Extract:
• • • •

Between September 22nd and October 3rd, I traveled on the roads of four former Yugoslavian Republics (Croatia, Bosnia & Herzegovina, Serbia, and Slovenia), as well as Hungary, in order to document the historical and current (geo)political relationship between architecture/urbanism and the bodies. The four main historical eras that were discussed in seven podcast conversations are roughly summarized here:
– The Second World War, during which Serbia and Slovenia were annexed or occupied by the Axis armies (Germany, Italy, Hungary, and Bulgaria), while Croatia and Bosnia formed “the Independent State of Croatia,” often referred as a “Nazi puppet-state” that persecuted its Serbian minority. Serbian and Communist Partisans resistance led to the reformation of Yugoslavia in 1945.
– The Socialist Era, in particular the years during which Tito was President of Yugoslavia (1953-1980), a period of time that now corresponds for many as a nostalgic memory of prosperity and co-existence between the different ethnic groups of the region. My ignorance does not allow me to understand if it is a retrospective idealized memory — the generation born a few years after Tito’s death contribute to this narrative as well — or not.

• • • •

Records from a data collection
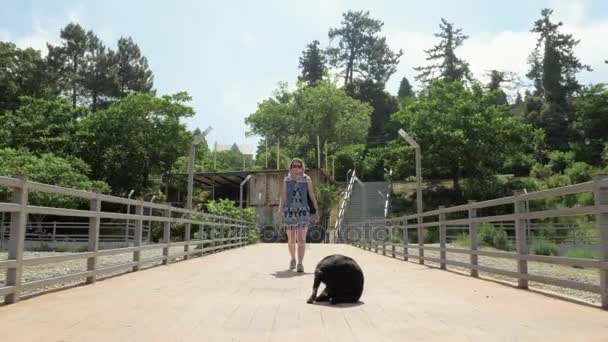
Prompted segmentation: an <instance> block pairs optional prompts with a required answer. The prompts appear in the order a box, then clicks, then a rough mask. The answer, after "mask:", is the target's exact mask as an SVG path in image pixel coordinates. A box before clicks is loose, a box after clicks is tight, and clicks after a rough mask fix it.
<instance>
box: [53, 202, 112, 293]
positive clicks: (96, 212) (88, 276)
mask: <svg viewBox="0 0 608 342" xmlns="http://www.w3.org/2000/svg"><path fill="white" fill-rule="evenodd" d="M89 206H90V210H91V212H92V213H93V214H94V215H95V216H93V217H91V218H89V248H88V250H89V252H93V253H95V254H94V255H93V256H92V257H90V258H88V259H87V271H93V274H92V275H90V276H88V277H87V284H93V283H94V282H96V281H97V251H98V250H99V227H100V225H101V218H100V217H99V213H100V211H101V200H100V199H99V194H96V195H95V198H94V199H92V200H91V201H90V204H89ZM53 230H54V229H53ZM53 235H54V234H53ZM53 240H54V239H53Z"/></svg>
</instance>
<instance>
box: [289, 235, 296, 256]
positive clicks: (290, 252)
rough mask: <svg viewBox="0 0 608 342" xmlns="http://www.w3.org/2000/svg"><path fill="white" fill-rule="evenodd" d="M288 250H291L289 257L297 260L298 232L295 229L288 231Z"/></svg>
mask: <svg viewBox="0 0 608 342" xmlns="http://www.w3.org/2000/svg"><path fill="white" fill-rule="evenodd" d="M287 248H288V249H289V255H291V260H292V261H293V260H295V259H296V231H295V230H293V229H287Z"/></svg>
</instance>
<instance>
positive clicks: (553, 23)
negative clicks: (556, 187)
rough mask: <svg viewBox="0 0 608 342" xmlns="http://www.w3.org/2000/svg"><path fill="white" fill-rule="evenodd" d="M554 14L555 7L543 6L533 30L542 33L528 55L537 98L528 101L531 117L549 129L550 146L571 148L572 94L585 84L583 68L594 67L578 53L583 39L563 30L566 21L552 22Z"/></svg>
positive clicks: (530, 69)
mask: <svg viewBox="0 0 608 342" xmlns="http://www.w3.org/2000/svg"><path fill="white" fill-rule="evenodd" d="M552 14H553V10H551V9H543V10H542V11H541V18H540V19H538V20H537V21H536V22H535V23H534V26H533V28H532V30H531V32H533V33H537V34H538V36H539V37H538V40H537V43H536V47H535V49H534V51H532V53H531V54H530V56H529V58H528V63H529V65H530V70H529V72H528V73H527V75H526V76H527V77H528V78H529V79H531V80H532V81H534V87H535V91H534V97H536V98H537V99H533V98H531V99H530V100H532V104H533V108H530V106H529V105H528V107H529V108H530V109H532V110H529V111H528V112H527V119H528V121H529V122H531V123H532V124H534V125H535V126H537V127H540V128H543V129H544V130H545V133H546V137H547V145H548V146H549V148H550V149H556V150H567V149H569V148H570V146H569V141H571V140H572V138H573V131H572V127H571V123H572V122H573V120H574V114H573V113H574V110H573V108H572V104H571V102H572V101H571V98H572V95H573V94H574V93H575V92H577V91H578V90H580V88H581V86H580V84H579V83H578V81H577V80H576V74H577V73H578V72H580V71H582V70H588V71H591V68H590V67H589V66H588V65H584V64H582V63H581V62H580V61H579V59H578V58H577V57H576V56H575V55H574V47H575V46H576V45H577V44H578V43H579V41H578V40H575V39H574V38H573V36H572V35H571V34H564V33H561V32H559V28H560V27H561V26H562V25H563V24H562V23H561V22H558V23H554V22H552V21H551V15H552ZM539 100H542V101H544V103H543V105H542V106H541V107H540V108H538V105H537V103H538V102H539ZM526 102H528V99H526ZM534 107H536V108H534Z"/></svg>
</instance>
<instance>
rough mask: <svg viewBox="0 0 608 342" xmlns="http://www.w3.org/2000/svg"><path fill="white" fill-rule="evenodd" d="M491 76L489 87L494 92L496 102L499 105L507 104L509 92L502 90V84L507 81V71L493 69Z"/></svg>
mask: <svg viewBox="0 0 608 342" xmlns="http://www.w3.org/2000/svg"><path fill="white" fill-rule="evenodd" d="M489 76H490V82H489V83H488V89H489V90H490V91H491V92H493V93H494V97H495V100H494V103H495V104H497V105H506V104H507V103H508V101H507V94H506V93H505V92H504V90H502V88H501V85H502V84H503V83H504V82H506V81H507V73H506V72H504V71H498V70H491V71H490V74H489ZM520 100H521V97H520Z"/></svg>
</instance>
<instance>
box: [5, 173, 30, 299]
mask: <svg viewBox="0 0 608 342" xmlns="http://www.w3.org/2000/svg"><path fill="white" fill-rule="evenodd" d="M19 178H20V179H21V187H20V188H19V189H13V194H12V202H13V203H17V204H19V206H20V208H19V211H18V212H14V213H11V233H10V237H9V243H8V259H9V260H15V261H16V262H17V265H16V266H15V267H14V268H9V269H7V271H6V286H14V290H13V293H11V294H8V295H6V296H4V302H5V303H7V304H13V303H16V302H18V301H19V297H20V296H21V272H22V271H23V265H22V262H23V247H24V245H25V229H26V225H27V219H28V213H27V205H28V196H29V191H28V182H27V177H25V176H23V177H19Z"/></svg>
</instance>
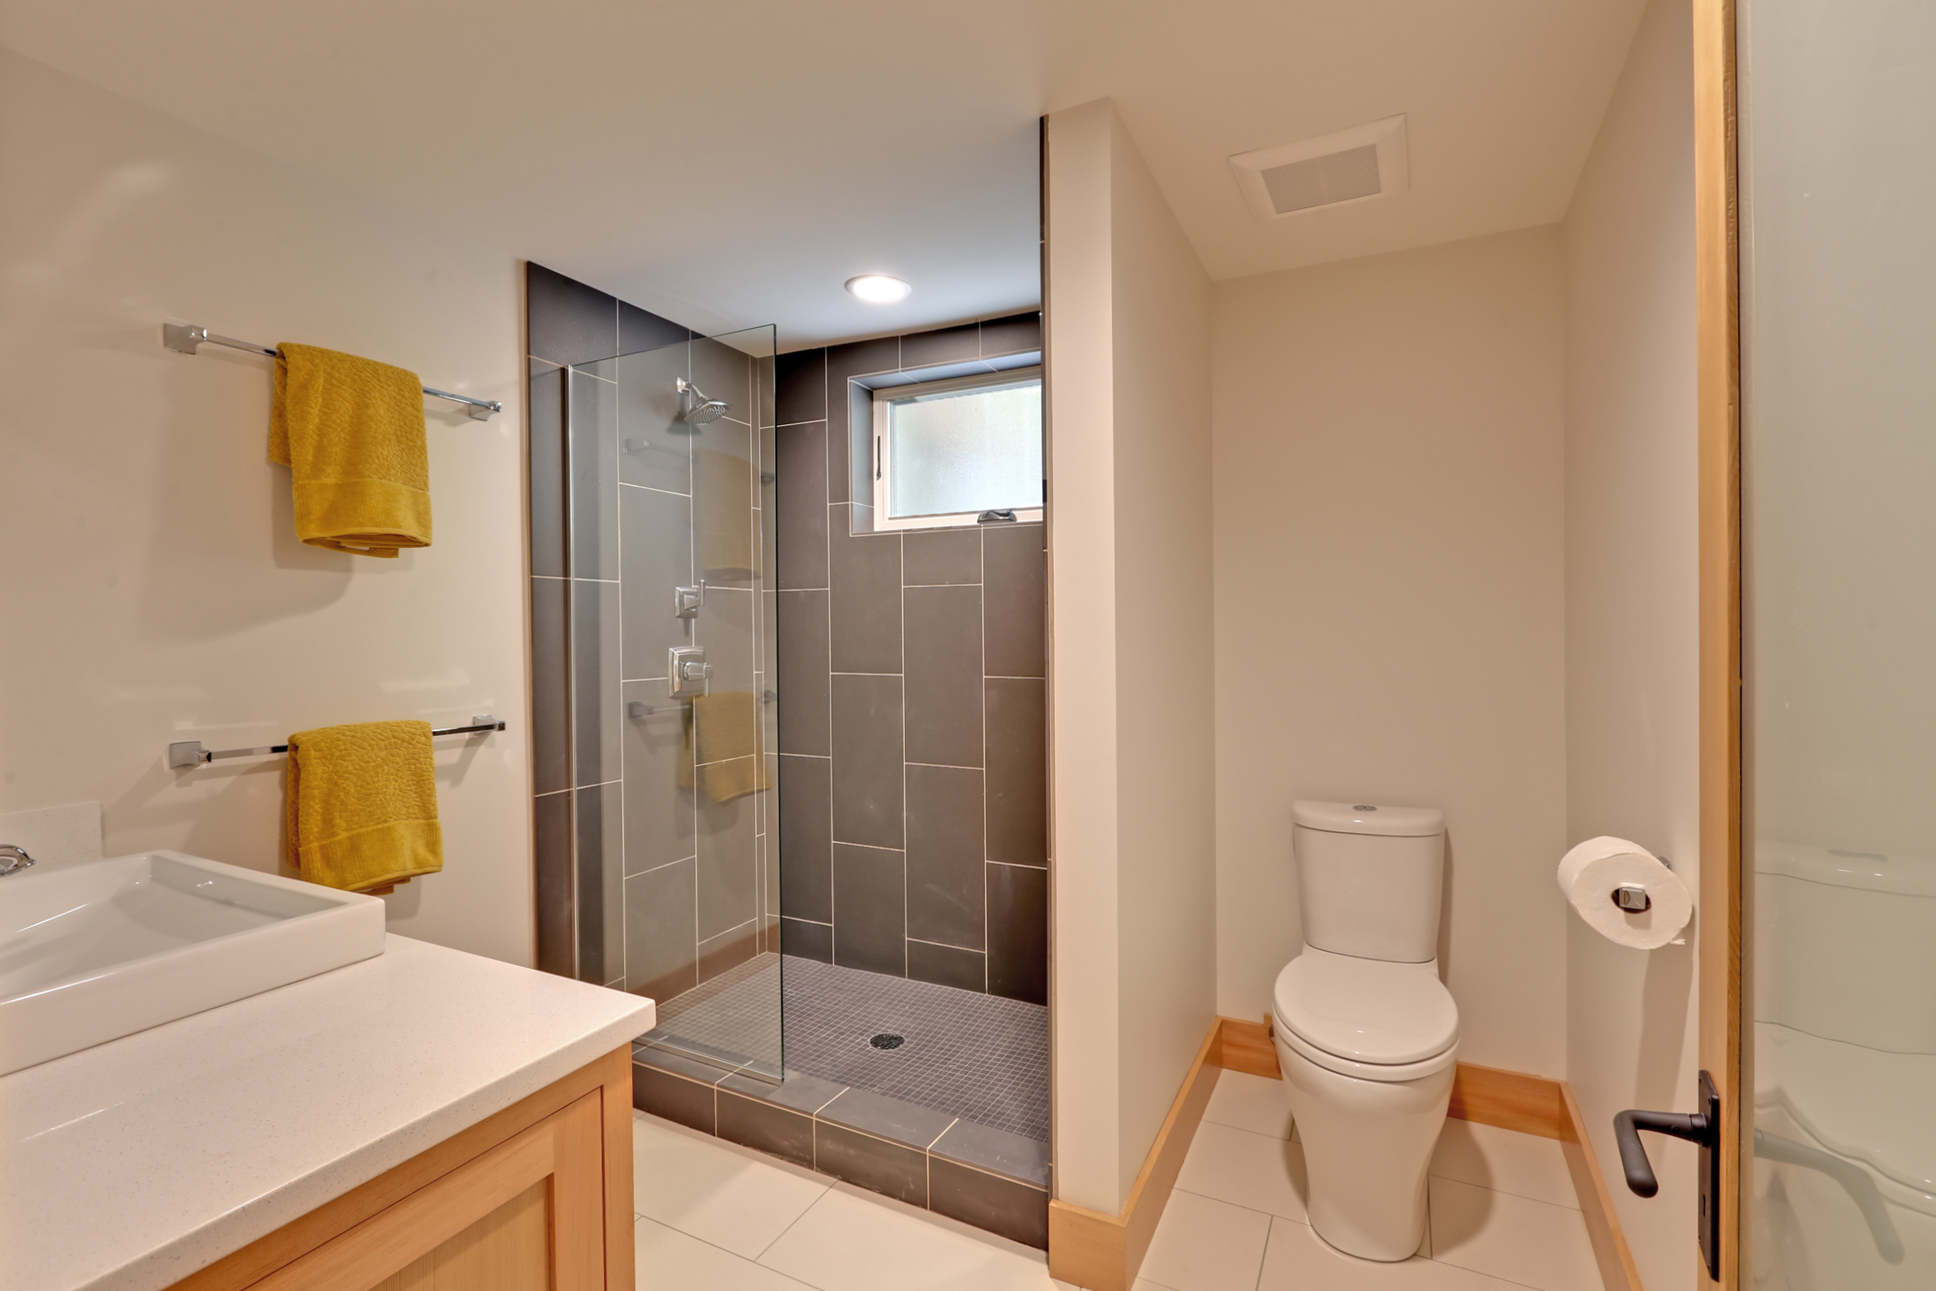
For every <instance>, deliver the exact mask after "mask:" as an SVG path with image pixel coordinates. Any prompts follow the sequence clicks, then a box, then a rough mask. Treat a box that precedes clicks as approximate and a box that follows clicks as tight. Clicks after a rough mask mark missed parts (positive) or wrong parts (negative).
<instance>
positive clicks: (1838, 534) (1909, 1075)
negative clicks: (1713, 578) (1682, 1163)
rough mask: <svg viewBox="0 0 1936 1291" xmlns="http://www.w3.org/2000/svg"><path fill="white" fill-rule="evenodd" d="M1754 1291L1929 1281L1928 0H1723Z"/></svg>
mask: <svg viewBox="0 0 1936 1291" xmlns="http://www.w3.org/2000/svg"><path fill="white" fill-rule="evenodd" d="M1739 41H1740V46H1739V54H1740V70H1742V79H1740V120H1742V149H1740V165H1742V391H1744V416H1742V463H1744V484H1742V501H1744V517H1746V528H1744V555H1746V588H1748V594H1746V604H1744V646H1746V664H1748V703H1746V712H1748V728H1746V732H1744V743H1746V751H1748V850H1746V857H1744V861H1746V863H1744V869H1748V900H1750V912H1752V917H1750V919H1748V921H1746V923H1748V966H1750V972H1748V974H1744V976H1746V977H1748V999H1746V1005H1748V1010H1746V1016H1750V1018H1752V1026H1750V1034H1748V1036H1746V1037H1744V1041H1746V1045H1744V1047H1746V1049H1748V1053H1750V1065H1748V1072H1746V1074H1748V1076H1752V1144H1754V1159H1752V1163H1748V1165H1752V1169H1746V1167H1744V1181H1742V1190H1744V1210H1746V1233H1744V1237H1746V1243H1744V1246H1746V1250H1744V1256H1746V1268H1748V1274H1750V1277H1752V1283H1754V1285H1756V1287H1768V1289H1785V1291H1804V1289H1810V1287H1837V1289H1843V1291H1866V1289H1882V1287H1891V1289H1893V1287H1930V1285H1936V1097H1932V1092H1936V792H1932V786H1936V664H1932V660H1936V505H1932V497H1936V434H1932V420H1936V362H1932V360H1930V354H1932V350H1936V238H1932V236H1930V209H1932V199H1936V168H1932V166H1930V161H1932V159H1936V6H1930V4H1926V0H1835V2H1833V4H1830V2H1828V0H1742V6H1740V27H1739Z"/></svg>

• • • •

Exercise tasks:
a) Rewrite the paragraph of the travel account beginning "The Second World War, during which" as a short bulleted list that keeps its main facts.
b) Decide whether each statement agrees with the travel account, answering yes or no and quoting the words that settle it: (i) The trip ran from September 22nd to October 3rd. (ii) Tito was President of Yugoslavia from 1945 to 1980. (iii) The author is sure that the memory of the Socialist Era is an idealized one.
c) Resume the travel account after its final sentence, picking up with the next historical era in the list.
None of the records are needed for this work.

Outputs in order:
a)
- Axis armies (Germany, Italy, Hungary, and Bulgaria) annexed or occupied Serbia and Slovenia.
- Croatia and Bosnia formed "the Independent State of Croatia," often called a "Nazi puppet-state," which persecuted its Serbian minority.
- Resistance by Serbian and Communist Partisans led to the reformation of Yugoslavia in 1945.

b)
(i) Yes: "Between September 22nd and October 3rd, I traveled on the roads of four former Yugoslavian Republics"
(ii) No: "the years during which Tito was President of Yugoslavia (1953-1980)"
(iii) No: "My ignorance does not allow me to understand if it is a retrospective idealized memory"

c)
– The 1990s wars, triggered by the political conflicts between the Serbian Nationalist government of Slobodan Milošević (1989-2000) and aspiring independentist republics (Slovenia and Croatia in 1991, Bosnia & Herzegovina in 1992, Kosovo in 1999) counting a Serbian minority (except for Slovenia). The dreadful war in Bosnia, as well as the subsequent ambiguous partition of the country between the Federation of Bosnia & Herzegovina and the Republika Srpska (where the ethnic cleansing of 1992-1995 against Bosniaks, i.e. Bosnian Muslims and, to a lesser degree, Bosnian Croats was crystallized by the 1995 Dayton Peace Agreements) was the most discussed during these conversations.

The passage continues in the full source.